----- Material for this task

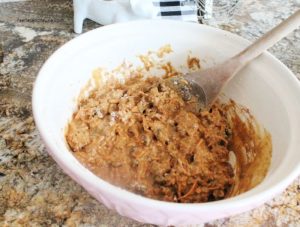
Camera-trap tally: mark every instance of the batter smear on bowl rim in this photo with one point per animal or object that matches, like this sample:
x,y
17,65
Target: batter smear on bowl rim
x,y
140,135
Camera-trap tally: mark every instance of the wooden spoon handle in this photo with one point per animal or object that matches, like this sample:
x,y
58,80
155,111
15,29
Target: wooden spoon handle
x,y
269,39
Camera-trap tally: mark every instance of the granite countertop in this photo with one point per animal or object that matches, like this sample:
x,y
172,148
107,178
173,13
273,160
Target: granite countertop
x,y
33,189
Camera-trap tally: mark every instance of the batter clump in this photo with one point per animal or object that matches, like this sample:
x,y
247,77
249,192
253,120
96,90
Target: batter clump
x,y
140,135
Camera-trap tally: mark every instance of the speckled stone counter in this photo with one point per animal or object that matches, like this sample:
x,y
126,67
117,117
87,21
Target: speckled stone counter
x,y
33,189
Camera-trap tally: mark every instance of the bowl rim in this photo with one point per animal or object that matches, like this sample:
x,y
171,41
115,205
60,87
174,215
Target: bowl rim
x,y
233,202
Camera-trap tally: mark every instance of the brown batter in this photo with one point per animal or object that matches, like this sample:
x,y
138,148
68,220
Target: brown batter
x,y
140,135
143,137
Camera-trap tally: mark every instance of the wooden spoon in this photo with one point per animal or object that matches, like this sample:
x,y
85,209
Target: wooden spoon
x,y
206,85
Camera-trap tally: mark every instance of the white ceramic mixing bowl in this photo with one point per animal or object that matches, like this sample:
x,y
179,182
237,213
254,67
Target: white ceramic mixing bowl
x,y
265,86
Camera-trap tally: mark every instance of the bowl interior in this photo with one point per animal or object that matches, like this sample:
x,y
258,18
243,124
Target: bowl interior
x,y
265,86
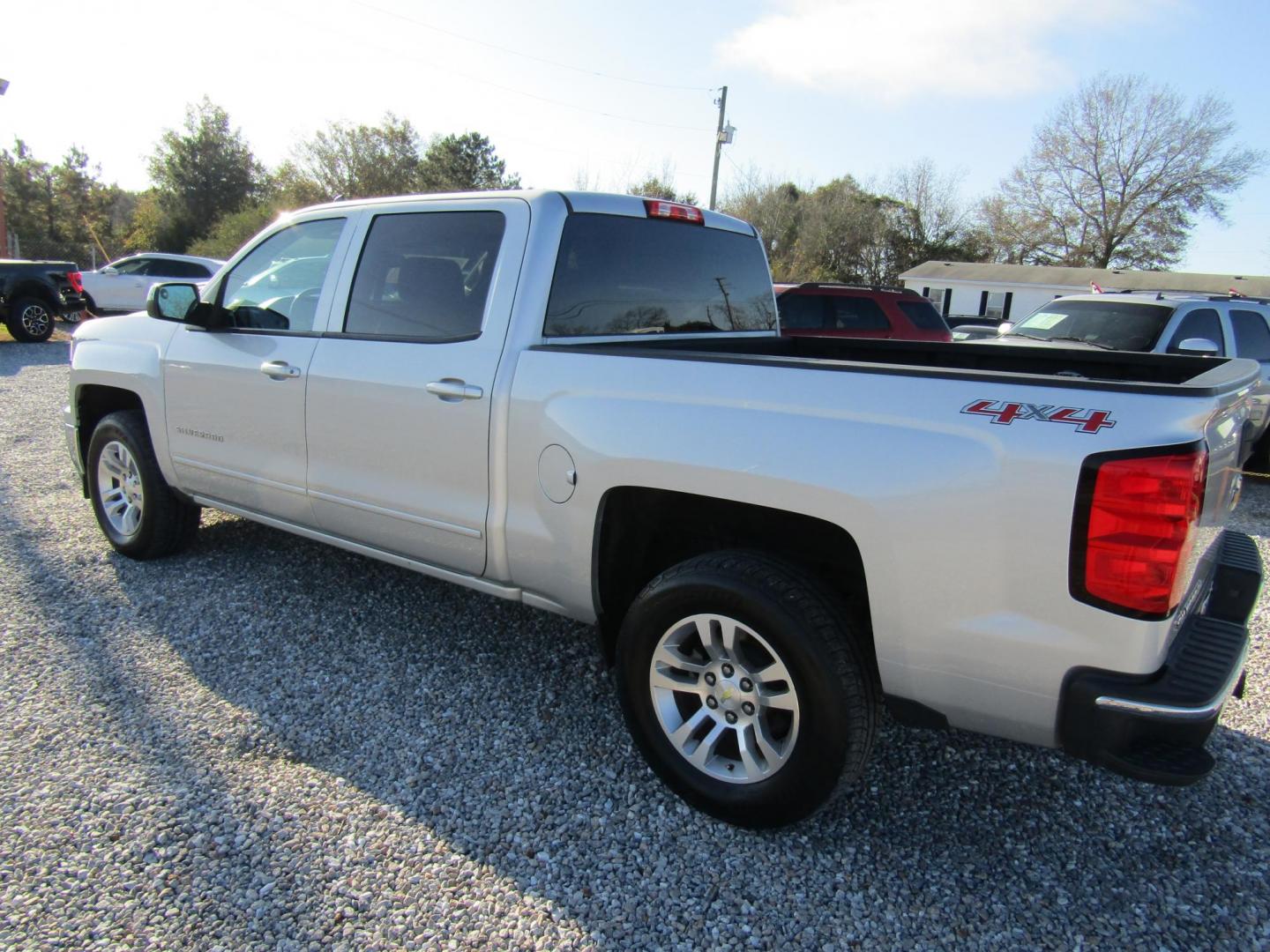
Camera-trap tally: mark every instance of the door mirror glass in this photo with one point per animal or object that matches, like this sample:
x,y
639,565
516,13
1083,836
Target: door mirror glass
x,y
172,301
1200,346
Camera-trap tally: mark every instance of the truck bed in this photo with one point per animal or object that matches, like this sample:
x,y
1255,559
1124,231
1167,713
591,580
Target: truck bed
x,y
1050,366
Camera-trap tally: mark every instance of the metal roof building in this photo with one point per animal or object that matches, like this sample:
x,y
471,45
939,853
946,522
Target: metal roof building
x,y
1016,290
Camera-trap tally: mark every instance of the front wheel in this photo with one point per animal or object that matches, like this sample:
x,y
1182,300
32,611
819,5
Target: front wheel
x,y
744,688
138,512
31,320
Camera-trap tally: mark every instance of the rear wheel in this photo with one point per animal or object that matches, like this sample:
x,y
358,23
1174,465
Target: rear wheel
x,y
138,512
31,320
744,688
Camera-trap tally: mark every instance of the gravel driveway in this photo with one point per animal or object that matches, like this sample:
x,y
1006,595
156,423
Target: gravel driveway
x,y
268,743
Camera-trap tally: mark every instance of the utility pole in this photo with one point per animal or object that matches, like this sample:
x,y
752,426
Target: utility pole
x,y
721,136
4,227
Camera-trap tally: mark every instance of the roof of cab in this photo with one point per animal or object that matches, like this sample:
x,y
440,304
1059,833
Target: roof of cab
x,y
578,202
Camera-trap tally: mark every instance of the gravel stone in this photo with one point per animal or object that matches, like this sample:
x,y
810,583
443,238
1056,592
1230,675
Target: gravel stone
x,y
265,743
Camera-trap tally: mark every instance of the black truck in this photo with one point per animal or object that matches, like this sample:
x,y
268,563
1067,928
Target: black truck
x,y
34,294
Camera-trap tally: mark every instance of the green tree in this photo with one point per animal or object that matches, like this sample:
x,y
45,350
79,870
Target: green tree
x,y
55,211
661,185
848,234
464,163
202,172
231,231
1117,175
358,161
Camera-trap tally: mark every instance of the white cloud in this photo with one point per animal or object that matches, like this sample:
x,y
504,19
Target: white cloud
x,y
895,49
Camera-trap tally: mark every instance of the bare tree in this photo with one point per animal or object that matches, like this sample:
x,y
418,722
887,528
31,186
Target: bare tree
x,y
1117,175
661,185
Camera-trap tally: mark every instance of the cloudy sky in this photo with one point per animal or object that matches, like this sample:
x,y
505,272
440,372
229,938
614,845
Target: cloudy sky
x,y
603,93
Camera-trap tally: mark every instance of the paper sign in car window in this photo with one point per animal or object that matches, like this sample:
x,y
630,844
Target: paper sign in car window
x,y
1042,320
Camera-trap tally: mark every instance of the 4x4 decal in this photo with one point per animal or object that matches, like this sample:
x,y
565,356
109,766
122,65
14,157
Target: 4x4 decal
x,y
1005,412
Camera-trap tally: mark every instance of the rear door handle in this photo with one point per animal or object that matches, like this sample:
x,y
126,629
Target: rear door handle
x,y
280,369
452,390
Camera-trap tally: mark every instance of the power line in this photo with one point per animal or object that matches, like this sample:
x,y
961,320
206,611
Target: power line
x,y
447,71
527,56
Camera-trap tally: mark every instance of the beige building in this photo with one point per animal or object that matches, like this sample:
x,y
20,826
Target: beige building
x,y
1013,291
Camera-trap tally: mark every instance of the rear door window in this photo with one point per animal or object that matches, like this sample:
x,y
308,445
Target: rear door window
x,y
277,285
1204,324
1251,335
923,314
620,274
802,311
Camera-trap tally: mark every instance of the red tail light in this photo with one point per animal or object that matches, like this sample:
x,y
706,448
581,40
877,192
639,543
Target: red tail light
x,y
657,208
1134,530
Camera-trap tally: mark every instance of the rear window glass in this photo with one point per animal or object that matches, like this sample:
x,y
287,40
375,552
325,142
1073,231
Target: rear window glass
x,y
617,274
1122,325
923,314
857,314
1251,335
1204,324
802,311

----------

Given exercise: Can you reproduce all of the rows above verbatim, leaving the pictures out of your answer?

Answer for the task:
Camera-trap tally: mark every instance of the batter smear on bowl rim in this photo with one point per animal or object that matches, like this sample:
x,y
17,65
Target: batter smear on bowl rim
x,y
140,135
Camera-trap tally: mark every instance of the wooden spoon handle in this photo with one point per animal or object that matches, like this sample:
x,y
58,80
155,111
15,29
Target: wooden spoon handle
x,y
269,39
Camera-trap tally: mark every instance of the granite countertop in this photo with one point per animal or object that matches, like this sample:
x,y
172,148
107,178
173,13
273,160
Target: granite countertop
x,y
33,189
Camera-trap tally: mark every instance of the batter clump in this photo with one point per animal or object that matches, like this sample:
x,y
247,77
249,192
253,120
96,90
Target: batter clump
x,y
140,135
Camera-trap tally: mark every instance of the speckled stone counter in this photo with one point per animal or object that matches, like this sample:
x,y
126,67
117,117
87,21
Target: speckled stone counter
x,y
33,189
Camera-trap tally: mark every instance of the bowl rim in this photo with one point per animal or object that matches, like this sample:
x,y
171,41
115,205
60,87
174,215
Target: bowl rim
x,y
233,202
Camera-trap tally: mark every instance of the brown batter in this photo with one point per animal or object that matches, like this sample:
x,y
138,148
68,220
Target: brown batter
x,y
140,135
143,137
Camera-trap tally: mark every instance of the wooden spoon in this photo with one point per animal or object that matches, like this sample:
x,y
85,209
Target: wooden spoon
x,y
206,85
Camera-trap tally: mark every instance of the white ceramic mixing bowl in this photo with one point per animal or object that matches, like this sample:
x,y
179,182
237,213
254,67
Target: white ceramic mixing bowl
x,y
265,86
Camera-trap tally: mark every instance of the bowl interior in this photo with one point per animal or object that matches, like this sample:
x,y
258,18
243,124
Target: bowl interior
x,y
265,86
Camera-trap tally: mark every instance of the door mirror glass in this photo with one point per animal or object that matches, like this sample:
x,y
639,565
516,13
1083,836
Target: door mirror glass
x,y
172,301
1200,346
Camera-trap tally: mark every instance of the truck bed in this photo with one point per animal or object that matches, like this sample:
x,y
1255,559
1124,231
1167,713
591,580
Target: truck bed
x,y
1050,366
Camera-trap tally: mark every instance of the metal roof building in this photo with one point per animal or object that matches, like this sample:
x,y
471,45
939,853
946,522
Target: metal roof building
x,y
1016,290
Camera-trap tally: mark every instance of the front wheel in this photo with one point per animal or object that matches, like this sample:
x,y
1182,300
32,611
819,5
Target: front wheel
x,y
744,688
138,512
31,320
Camera-trap tally: mark every instance of the rear wheel in this photo with one point per animal or object that matches, like this sample:
x,y
358,23
1174,465
Target: rear wheel
x,y
138,512
31,320
744,688
Camera-trap tally: mark every instance of the gravel driveway in this photo with one point per animal or object that matches, like this sample:
x,y
1006,595
156,423
Target: gravel driveway
x,y
268,743
Camera-trap tally: mark every instance of the utility pole in this photo with one point per animal or object that matches, like this sample:
x,y
752,426
Target: utility pole
x,y
721,136
4,227
Camera-trap tally: mark every instance of the roof of cab in this photo with one point per animal or object that matches, like this sample:
x,y
440,304
1059,833
Target: roof of cab
x,y
578,202
Camera-trap tally: mark every instance of the gravel stone in this photo with one point per animal or object that matches, like this sample:
x,y
810,583
443,238
1056,592
1230,675
Target: gravel stone
x,y
265,743
Camera-trap tally: mark every instance of the black truck in this photo with one point per animal or object that matches, like this sample:
x,y
268,563
1067,928
Target: black truck
x,y
34,294
Camera-trap tally: mark every instance of the green tree in this photo with one point per animal or object that matches, like this sample:
x,y
45,350
79,870
Target: green tree
x,y
55,211
661,185
848,234
464,163
202,172
231,231
1117,175
358,161
Camera-trap tally: mark every instance of the white cloud in this photo with one point per animal or object that matches, like this sample:
x,y
504,19
Target: white cloud
x,y
895,49
Camera-trap tally: mark every instance of the bare tree in this photo with one point per animal or object that matches, like this sample:
x,y
418,722
887,528
31,186
Target: bare tree
x,y
1117,175
661,185
Camera-trap tally: mark every instance of the cloudy sky in this photo with one point per animal or object that matches, like this sample:
x,y
505,272
440,372
229,938
614,845
Target: cloudy sky
x,y
603,93
Camera-trap tally: mark every instance of the paper sign in car window in this photo with one point per animal or object that matches, like this sample:
x,y
630,844
Target: paper sign in car window
x,y
1042,320
Camera-trap tally: mark every instance of the 4x4 decal in this photo with one point per animal or object that matches, like this sample:
x,y
565,356
109,766
122,65
14,157
Target: 4x4 decal
x,y
1005,412
Camera-trap tally: mark every instance of the rear door handle in this photo with one point per animal or object that matches, like this sample:
x,y
126,629
Target: rear door handle
x,y
280,369
452,390
Camera-trap tally: mark every instance of the power line in this photo with one point per animal or object that matches, like this sample:
x,y
961,320
206,611
Target: power line
x,y
447,71
527,56
Camera-trap tally: mark every instance of the beige building in this photo with one point per animal or object that matches, like this sample:
x,y
20,826
Target: beige building
x,y
1013,291
Camera-trap tally: mark every instance of the rear door window in this photo with one point per animal or object that matches, like this sample:
x,y
308,445
Target: rear door window
x,y
277,285
1204,324
1251,335
923,314
620,274
802,311
Camera-trap tally: mark every instance of the red tail light in this photo with one point per animal or object that matches, like this sample:
x,y
706,448
581,40
877,192
639,543
Target: red tail light
x,y
657,208
1134,530
Camera-trap tally: mark every instance of the rear window glass in this photo with one point per animal or object that matches, like this sample:
x,y
287,40
375,552
325,142
1073,231
Target: rear window glass
x,y
617,274
1122,325
923,314
857,314
1251,335
1204,324
802,311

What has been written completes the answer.